> **Exercise directions**: In the listing below, how many lines contain the word "blue"? Please respond with the number only.
━━━ Data shown
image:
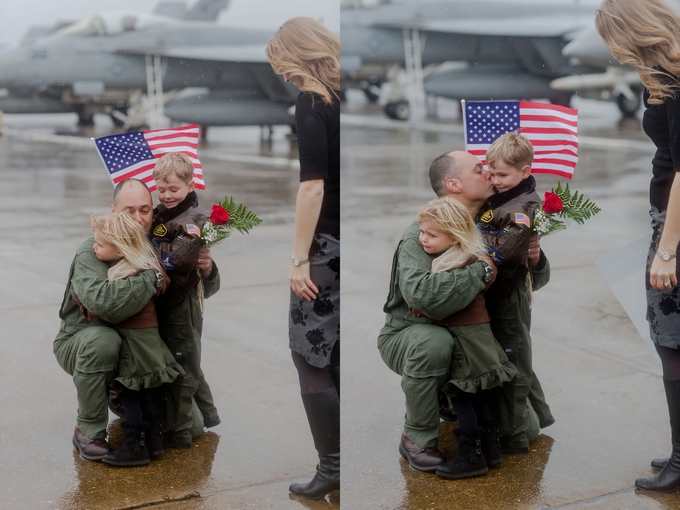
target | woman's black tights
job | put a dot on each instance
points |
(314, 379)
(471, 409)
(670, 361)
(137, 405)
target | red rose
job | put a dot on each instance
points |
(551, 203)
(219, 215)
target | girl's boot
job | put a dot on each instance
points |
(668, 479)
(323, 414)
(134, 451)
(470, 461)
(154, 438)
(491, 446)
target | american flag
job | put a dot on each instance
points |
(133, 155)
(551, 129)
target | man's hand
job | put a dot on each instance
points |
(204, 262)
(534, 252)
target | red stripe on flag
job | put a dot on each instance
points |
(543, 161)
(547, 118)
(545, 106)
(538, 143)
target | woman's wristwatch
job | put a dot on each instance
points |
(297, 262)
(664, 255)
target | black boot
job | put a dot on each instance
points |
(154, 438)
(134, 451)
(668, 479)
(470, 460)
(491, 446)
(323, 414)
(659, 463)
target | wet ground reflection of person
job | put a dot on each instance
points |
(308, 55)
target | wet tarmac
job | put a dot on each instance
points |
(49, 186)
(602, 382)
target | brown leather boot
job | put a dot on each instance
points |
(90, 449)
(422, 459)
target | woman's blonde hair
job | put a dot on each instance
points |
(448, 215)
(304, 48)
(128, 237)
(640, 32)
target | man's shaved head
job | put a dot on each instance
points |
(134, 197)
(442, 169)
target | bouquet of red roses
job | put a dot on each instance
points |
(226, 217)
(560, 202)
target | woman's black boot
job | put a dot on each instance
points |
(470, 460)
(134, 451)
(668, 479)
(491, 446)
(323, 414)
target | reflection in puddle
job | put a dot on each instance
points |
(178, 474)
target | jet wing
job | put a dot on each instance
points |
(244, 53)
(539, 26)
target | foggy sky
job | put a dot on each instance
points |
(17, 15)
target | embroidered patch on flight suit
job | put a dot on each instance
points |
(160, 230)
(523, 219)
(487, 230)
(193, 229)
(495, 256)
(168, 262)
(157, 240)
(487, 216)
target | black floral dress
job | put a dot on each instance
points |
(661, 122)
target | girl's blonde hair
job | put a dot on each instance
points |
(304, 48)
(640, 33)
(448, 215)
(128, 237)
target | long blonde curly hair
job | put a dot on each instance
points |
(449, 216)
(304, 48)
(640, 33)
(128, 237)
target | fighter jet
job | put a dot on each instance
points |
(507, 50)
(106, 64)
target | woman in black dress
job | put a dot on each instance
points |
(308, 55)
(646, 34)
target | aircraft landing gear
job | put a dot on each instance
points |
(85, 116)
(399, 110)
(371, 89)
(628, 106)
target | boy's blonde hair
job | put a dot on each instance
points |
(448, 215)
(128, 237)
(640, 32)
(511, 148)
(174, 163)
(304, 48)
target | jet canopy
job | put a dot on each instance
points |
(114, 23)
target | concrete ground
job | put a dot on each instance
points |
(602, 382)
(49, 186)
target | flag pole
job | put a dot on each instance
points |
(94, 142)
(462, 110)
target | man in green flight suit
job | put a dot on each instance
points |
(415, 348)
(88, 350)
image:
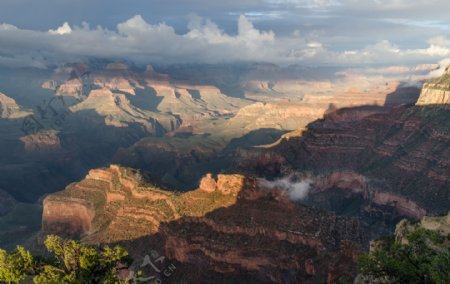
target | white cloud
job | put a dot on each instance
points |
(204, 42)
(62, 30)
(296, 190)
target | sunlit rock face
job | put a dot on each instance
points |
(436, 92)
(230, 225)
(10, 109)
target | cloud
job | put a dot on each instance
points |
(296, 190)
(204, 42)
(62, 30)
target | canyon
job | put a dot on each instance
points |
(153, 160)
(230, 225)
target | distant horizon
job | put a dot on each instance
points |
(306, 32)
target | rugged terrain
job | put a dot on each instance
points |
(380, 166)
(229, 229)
━━━━━━
━━━ Data shown
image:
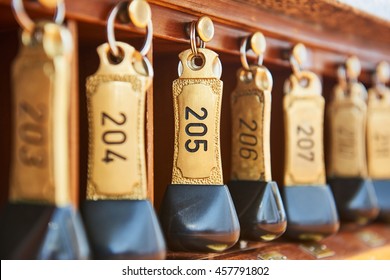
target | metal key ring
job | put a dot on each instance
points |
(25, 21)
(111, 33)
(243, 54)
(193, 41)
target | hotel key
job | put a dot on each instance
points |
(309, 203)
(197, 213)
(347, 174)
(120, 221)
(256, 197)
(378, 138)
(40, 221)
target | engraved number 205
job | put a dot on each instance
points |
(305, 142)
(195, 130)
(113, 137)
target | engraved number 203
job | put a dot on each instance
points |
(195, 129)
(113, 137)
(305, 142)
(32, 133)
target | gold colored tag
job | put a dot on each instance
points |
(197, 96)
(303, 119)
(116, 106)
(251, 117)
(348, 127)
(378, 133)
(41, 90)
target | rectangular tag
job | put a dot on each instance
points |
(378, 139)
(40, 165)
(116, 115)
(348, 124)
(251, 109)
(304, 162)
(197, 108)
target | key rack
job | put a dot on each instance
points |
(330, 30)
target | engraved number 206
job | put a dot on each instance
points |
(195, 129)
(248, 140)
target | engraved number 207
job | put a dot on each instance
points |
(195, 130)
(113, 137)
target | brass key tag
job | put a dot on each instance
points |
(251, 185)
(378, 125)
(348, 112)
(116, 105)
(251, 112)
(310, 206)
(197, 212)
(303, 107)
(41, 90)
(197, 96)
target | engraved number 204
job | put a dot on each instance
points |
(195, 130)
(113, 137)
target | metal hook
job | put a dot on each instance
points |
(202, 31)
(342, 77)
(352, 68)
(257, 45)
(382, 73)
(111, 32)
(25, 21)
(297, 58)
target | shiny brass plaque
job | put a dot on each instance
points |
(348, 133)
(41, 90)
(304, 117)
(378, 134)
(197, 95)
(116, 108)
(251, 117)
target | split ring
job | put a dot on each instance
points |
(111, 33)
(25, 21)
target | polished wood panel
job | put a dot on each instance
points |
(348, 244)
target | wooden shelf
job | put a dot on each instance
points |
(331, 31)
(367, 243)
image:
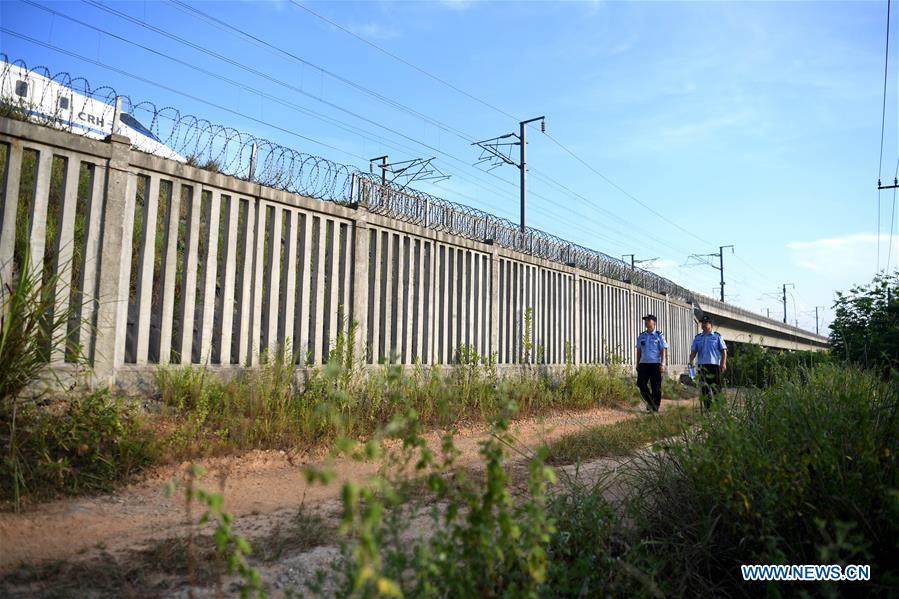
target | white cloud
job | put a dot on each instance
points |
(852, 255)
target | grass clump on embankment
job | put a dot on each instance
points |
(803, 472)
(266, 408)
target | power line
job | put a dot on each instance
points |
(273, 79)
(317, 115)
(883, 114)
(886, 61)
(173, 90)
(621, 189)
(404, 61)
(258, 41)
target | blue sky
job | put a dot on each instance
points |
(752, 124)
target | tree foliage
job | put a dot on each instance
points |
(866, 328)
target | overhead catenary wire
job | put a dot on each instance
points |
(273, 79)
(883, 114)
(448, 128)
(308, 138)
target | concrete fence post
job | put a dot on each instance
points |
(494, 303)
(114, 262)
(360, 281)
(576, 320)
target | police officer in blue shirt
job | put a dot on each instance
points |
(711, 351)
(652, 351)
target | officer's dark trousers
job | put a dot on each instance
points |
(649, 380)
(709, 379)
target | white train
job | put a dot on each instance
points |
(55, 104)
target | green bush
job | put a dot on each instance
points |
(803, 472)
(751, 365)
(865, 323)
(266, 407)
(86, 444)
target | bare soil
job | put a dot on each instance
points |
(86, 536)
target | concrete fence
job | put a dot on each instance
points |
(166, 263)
━━━━━━
━━━ Data shown
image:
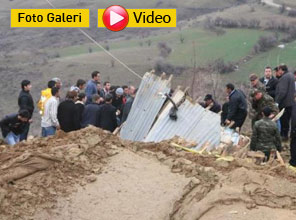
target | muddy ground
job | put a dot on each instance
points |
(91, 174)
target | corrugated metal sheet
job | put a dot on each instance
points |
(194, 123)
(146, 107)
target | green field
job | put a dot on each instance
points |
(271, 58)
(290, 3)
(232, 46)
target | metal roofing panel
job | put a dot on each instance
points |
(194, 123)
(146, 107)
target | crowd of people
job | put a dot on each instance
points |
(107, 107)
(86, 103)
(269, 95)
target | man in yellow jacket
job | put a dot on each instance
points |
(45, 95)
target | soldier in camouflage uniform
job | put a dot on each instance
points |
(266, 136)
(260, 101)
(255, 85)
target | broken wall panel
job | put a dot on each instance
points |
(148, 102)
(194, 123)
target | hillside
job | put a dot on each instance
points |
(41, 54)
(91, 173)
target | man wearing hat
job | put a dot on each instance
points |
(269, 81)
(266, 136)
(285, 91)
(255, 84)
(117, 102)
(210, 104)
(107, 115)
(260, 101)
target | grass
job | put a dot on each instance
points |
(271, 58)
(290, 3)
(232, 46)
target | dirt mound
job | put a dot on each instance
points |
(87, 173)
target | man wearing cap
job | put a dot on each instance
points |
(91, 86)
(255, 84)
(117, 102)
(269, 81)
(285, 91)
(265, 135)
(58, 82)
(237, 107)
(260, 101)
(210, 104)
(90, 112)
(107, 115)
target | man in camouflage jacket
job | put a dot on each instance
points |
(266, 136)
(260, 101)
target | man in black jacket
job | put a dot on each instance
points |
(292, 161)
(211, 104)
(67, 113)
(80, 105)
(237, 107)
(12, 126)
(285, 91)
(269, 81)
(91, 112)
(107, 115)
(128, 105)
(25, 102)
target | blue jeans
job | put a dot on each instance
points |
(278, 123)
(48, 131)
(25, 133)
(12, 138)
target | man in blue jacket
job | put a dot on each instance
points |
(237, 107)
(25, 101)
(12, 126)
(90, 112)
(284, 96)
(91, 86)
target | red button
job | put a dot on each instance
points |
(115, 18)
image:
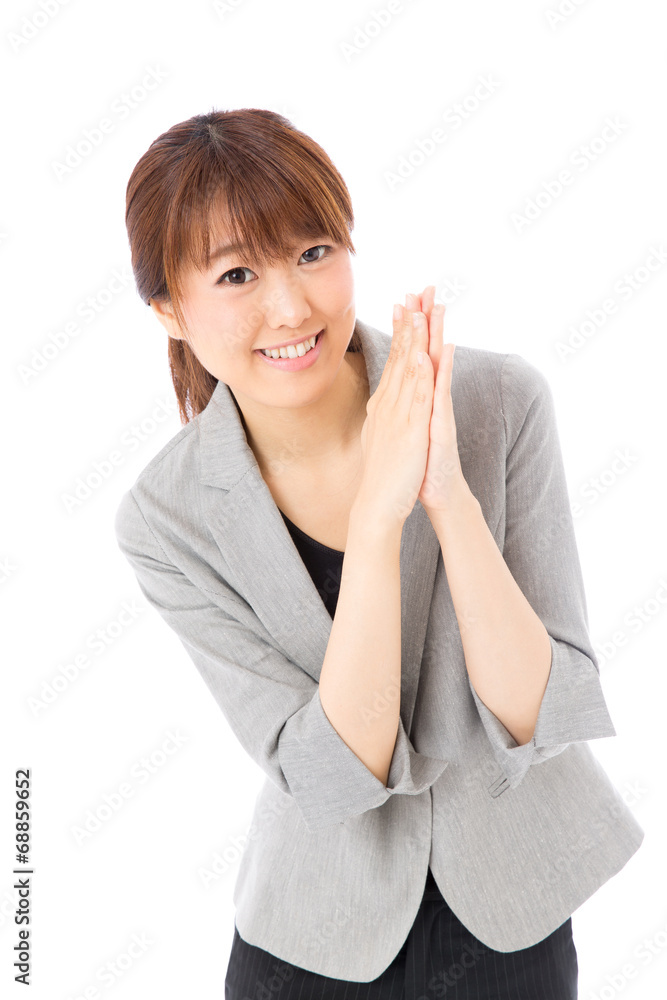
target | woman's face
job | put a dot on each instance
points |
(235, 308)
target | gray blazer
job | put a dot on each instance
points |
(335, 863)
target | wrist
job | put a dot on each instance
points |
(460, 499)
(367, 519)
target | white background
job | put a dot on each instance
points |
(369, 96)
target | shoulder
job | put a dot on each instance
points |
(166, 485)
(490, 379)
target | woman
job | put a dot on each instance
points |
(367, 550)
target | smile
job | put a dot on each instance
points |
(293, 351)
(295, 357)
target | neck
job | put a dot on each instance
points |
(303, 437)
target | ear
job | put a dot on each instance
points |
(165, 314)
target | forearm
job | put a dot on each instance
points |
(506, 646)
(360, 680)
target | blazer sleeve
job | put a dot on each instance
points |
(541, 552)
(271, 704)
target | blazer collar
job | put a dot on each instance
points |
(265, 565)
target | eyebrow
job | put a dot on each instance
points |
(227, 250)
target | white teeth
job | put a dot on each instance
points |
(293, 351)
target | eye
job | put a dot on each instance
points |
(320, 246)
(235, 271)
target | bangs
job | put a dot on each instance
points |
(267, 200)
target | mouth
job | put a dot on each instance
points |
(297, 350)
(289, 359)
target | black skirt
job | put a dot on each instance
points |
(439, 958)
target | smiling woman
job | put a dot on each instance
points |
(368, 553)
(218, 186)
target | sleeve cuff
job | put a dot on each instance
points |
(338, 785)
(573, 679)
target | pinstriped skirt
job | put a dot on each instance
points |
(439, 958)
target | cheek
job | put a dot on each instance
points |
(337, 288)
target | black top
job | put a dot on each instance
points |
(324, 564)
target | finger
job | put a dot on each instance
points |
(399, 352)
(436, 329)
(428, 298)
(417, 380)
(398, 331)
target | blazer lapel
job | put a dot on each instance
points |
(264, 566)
━━━━━━
> **Your response**: 4